- **練習問題**
[1] 抜粋文によれば、IR推進会議は2017年4月から7月までの間に合計何回の会合をもったか。
[2] 次の(a)〜(c)が抜粋文の内容と合っているかどうかを判断し、根拠となる語句を抜粋文からそのまま引用せよ。
(a) IR推進会議取りまとめは、IR実施法案の骨格となる内容である。
(b) IR推進法は、IR設置に必要となる法制上の措置そのものを定めた法律である。
(c) IR推進法は2016年12月の臨時国会で成立した。
[3] 抜粋文の次の一文を英語に訳せ。「IR推進会議取りまとめは、IR設置に必要となる法制上の措置(IR実施法案、特定複合観光施設区域整備法案)の骨格となる内容です。」

#### 抜粋文

統合型リゾート(IR、Integrated Resort) 

IRに関する有識者で構成される特定複合観光施設区域整備推進会議(IR推進会議)は、平成29 年7月31 日に内閣総理大臣に対して議論内容を「特定複合観光施設区域整備推進会議取りまとめ~「観光先進国」の実現に向けて~」(IR推進会議取りまとめ)として会議の報告書を提出しました。IR推進会議取りまとめは、IR設置に必要となる法制上の措置(IR実施法案、特定複合観光施設区域整備法案)の骨格となる内容です。本稿ではIR推進会議取りまとめの概要を解説します。

I. IR推進会議の開催

2016年12月の臨時国会において特定複合観光施設区域の整備に関する法律(通称、「IR推進法」)が成立しました。IR推進法は、あくまで「特定複合観光施設区域の整備の推進」に係るいわゆるプログラム法であり、IR設置に必要となる法制上の措置(いわゆる「IR実施法案」)は、IR推進法案成立後、一年以内を目途として成立するものと規定されております。特定複合観光施設区域整備推進本部(通称、「IR推進本部」)及びIRに関する有識者で構成される特定複合観光施設区域整備推進会議(通称、「IR推進会議」)が設置され、2017年4月から7月まで、合計10回の会合がもたれ議論がなされました。

特定複合観光施設区域整備推進会議 開催実績

 

開催日

議題

第1回

平成29年4月6日

推進副本部長(石井国務大臣)挨拶
議長選任、会議運営規則の決定
IR推進法、諸外国のIR、今後の進め方等の説明

第2回

5月10日 

関係省庁からのヒアリング(観光先進国を実現するための「日本型IR」の姿)

########
#### 提示資料

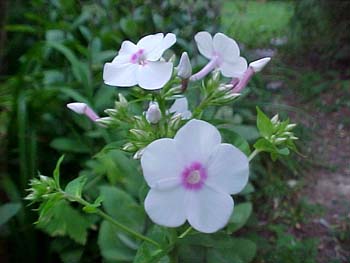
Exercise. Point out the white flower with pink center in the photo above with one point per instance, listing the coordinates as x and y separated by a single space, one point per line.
223 53
140 64
192 177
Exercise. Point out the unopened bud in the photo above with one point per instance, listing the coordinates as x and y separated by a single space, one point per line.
129 147
153 114
104 120
139 134
225 87
258 65
139 154
184 69
77 107
290 126
122 100
280 140
274 119
111 112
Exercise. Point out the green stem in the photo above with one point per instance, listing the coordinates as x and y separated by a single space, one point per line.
188 230
253 154
112 220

########

- **問題別解答**
[1] 合計10回。

[2]
(a) 合っている。「IR設置に必要となる法制上の措置(IR実施法案、特定複合観光施設区域整備法案)の骨格となる内容です」
(b) 合っていない。「あくまで「特定複合観光施設区域の整備の推進」に係るいわゆるプログラム法であり」
(c) 合っている。「2016年12月の臨時国会において特定複合観光施設区域の整備に関する法律(通称、「IR推進法」)が成立しました」

[3] The IR Promotion Council Summary forms the framework for the legislative measures required to establish IRs (the IR Implementation Bill, the Specified Integrated Resort Districts Development Bill).